[SOURCE PASSAGE]:
——————

6-5-14
When I was younger I thought I would grow up and
enter a happy world. I am now finding that my expectations might have been too
big.
I saw my therapist today; it’s only the second time
seeing her since being back home. I am not really sure there is a connection
between us and more importantly I don’t think she is really helping me. I am
almost at the point where I want to give up on therapy quite honestly. The last
therapist I had at Sheppard Pratt was the best therapist I have had in a while.
I really miss her. I think she was one of a kind. Maybe I am comparing an apple
to an orange because I know no one will be the same as my old therapist. Maybe
I just need to give the new therapist more time and things will get better. I
must say she is a bit of an off character, but sometimes the odd characters
make the best therapists. I still have yet to see a psychiatrist since coming
home as well. I see my psychiatrist in a couple of weeks and I really hope she
can help me. I know my medications are definitely out of whack so it will be a
good thing to get them straightened out.
I am finding that I just feel depleted. I am feeling
like there is so much in this life that I am missing out on. I want to feel
again. It has been so long since I have even cried I just want to cry. I want
to cry and I don’t know why. I believe crying purges the soul of the stuff like
garbage of the mind, and for some reason I have just not been able to cry. My
grandmother just died and I didn’t even cry. I think I am a zombie or
something. I think the medication may be suppressing what I am supposed to
feel, but at the same time I feel so much. I am not really sure what is wrong. I
like to describe my mind as a crate of eggs that was just dropped on the floor.

——————

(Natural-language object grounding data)
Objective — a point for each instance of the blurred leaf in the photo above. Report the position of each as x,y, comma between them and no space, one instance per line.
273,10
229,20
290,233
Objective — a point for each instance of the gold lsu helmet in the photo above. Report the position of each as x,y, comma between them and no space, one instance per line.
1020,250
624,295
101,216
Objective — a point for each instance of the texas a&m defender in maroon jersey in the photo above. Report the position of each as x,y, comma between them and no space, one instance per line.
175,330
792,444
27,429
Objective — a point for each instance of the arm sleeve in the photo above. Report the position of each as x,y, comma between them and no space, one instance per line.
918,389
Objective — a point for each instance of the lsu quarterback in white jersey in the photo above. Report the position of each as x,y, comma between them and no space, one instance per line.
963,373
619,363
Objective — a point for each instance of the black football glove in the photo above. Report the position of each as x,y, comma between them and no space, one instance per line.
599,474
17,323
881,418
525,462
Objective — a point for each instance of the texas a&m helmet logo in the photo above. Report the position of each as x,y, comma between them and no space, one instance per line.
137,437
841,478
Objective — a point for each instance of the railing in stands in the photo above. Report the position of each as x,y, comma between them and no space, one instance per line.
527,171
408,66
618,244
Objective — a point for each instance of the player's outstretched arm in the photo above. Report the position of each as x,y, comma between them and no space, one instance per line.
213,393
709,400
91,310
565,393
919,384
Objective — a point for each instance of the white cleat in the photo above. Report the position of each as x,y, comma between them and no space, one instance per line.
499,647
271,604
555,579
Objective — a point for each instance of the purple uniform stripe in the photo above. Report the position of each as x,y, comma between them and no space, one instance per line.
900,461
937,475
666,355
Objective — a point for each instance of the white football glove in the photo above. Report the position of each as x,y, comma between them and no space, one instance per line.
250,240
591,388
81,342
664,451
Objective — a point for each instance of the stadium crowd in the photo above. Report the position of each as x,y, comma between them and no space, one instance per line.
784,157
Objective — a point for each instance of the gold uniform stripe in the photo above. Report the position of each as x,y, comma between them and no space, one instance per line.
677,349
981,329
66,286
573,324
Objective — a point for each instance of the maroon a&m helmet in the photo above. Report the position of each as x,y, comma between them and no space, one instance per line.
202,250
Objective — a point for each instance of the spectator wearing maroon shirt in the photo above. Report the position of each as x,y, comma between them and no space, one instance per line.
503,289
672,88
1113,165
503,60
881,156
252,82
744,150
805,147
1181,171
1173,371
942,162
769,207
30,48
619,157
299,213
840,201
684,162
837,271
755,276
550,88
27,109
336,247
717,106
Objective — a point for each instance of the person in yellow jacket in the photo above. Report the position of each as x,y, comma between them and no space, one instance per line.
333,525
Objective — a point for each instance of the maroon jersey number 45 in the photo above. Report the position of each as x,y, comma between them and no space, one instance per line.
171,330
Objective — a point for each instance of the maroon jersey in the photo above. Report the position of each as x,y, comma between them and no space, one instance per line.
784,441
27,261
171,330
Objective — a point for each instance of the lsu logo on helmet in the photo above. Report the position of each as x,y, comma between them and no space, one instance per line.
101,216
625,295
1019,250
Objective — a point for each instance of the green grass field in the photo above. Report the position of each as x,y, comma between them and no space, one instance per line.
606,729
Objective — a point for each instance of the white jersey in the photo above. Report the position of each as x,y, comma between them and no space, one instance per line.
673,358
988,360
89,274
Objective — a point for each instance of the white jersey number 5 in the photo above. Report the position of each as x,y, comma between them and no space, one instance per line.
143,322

——————

[ACTIONS TO TAKE]:
A: In the journal entry above, where was the therapist the writer calls the best in a while?
B: Translate this sentence from the journal entry above into Spanish: "I see my psychiatrist in a couple of weeks and I really hope she can help me."

[RESPONSES BY ITEM NUMBER]:
A: At Sheppard Pratt.

B: Veo a mi psiquiatra en un par de semanas y de verdad espero que ella pueda ayudarme.